▶ _YOUR OBJECTIVE_
Set down the stretch of entries below, word for word, from the line containing "Every instance of the white window" through the end of the entries. Leave the pictures out.
━━ RAW RECORDS ━━
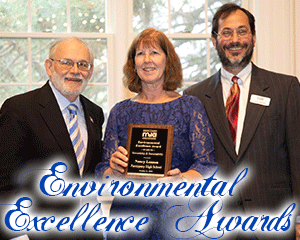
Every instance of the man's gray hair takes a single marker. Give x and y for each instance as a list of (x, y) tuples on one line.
[(55, 43)]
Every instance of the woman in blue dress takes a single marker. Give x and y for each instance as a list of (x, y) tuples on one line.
[(153, 71)]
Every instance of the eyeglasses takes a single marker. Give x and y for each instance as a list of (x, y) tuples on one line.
[(228, 33), (68, 64)]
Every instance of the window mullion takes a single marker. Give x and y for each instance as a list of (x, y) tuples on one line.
[(68, 16), (29, 15)]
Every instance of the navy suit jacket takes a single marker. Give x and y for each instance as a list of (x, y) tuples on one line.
[(270, 142), (33, 131)]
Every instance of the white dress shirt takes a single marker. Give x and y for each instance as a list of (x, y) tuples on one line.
[(63, 104), (244, 84)]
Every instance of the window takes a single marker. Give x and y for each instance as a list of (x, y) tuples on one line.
[(28, 27)]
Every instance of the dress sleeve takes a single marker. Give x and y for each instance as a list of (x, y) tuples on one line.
[(201, 140), (110, 143)]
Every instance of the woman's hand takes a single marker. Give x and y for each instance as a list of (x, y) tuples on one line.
[(118, 162), (175, 175)]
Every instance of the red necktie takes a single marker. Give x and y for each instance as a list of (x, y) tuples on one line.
[(232, 107)]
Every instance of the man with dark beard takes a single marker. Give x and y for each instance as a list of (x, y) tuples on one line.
[(255, 116)]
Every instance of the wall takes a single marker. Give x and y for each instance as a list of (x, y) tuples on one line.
[(277, 31)]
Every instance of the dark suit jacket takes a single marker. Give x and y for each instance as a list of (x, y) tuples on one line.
[(270, 139), (33, 132)]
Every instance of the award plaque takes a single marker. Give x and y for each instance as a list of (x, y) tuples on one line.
[(149, 149)]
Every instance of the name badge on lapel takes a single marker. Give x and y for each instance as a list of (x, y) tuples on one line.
[(256, 99)]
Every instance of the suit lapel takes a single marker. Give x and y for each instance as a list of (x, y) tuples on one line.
[(53, 118), (254, 112), (216, 110), (89, 119)]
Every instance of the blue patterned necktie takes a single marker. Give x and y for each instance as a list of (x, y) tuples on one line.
[(76, 137)]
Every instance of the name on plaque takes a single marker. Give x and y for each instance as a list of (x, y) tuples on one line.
[(149, 149)]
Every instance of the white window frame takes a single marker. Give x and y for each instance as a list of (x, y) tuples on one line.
[(119, 35)]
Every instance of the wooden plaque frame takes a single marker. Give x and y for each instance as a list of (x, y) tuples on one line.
[(149, 149)]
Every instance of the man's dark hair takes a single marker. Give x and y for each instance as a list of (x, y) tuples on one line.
[(224, 11)]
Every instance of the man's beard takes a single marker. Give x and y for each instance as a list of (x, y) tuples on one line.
[(240, 63), (64, 88)]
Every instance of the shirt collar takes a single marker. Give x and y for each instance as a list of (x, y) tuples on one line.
[(62, 101), (242, 75)]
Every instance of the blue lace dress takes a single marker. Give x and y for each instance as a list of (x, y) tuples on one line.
[(192, 146)]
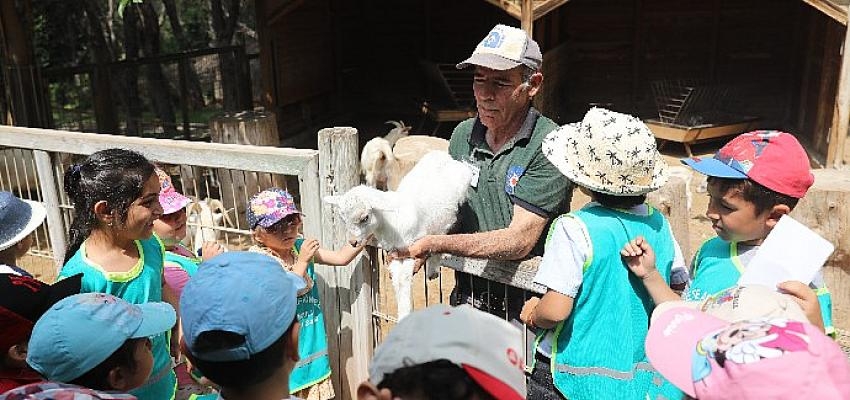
━━━
▶ _COMPLETE OUTPUT_
Every instance of the white window frame takes a single marker. Give x and y for each instance as a list of (x, y) tuples on one line.
[(119, 35)]
Every instance of the wooden plaque frame takes a single marker. Give x and y for each instance as a list of (x, y) tuples on one line.
[(149, 149)]
Every instance of the man's dark hair takes a single marker. Give x and y for each instance as a list of (x, y) tuples on one line.
[(224, 11)]
Every instance of the man's beard takes a single marker. Give x and y for each instance as a list of (x, y) tuples on one line.
[(240, 63), (64, 88)]
Every instance of the shirt collar takes a single marker. Give x and y for each instance as a list of (x, y) tuples on one line.
[(62, 101), (242, 75)]
Every instance of the blue lace dress takes a single marker. Give x and y for each instance as a list of (x, y) tuples on one line.
[(192, 146)]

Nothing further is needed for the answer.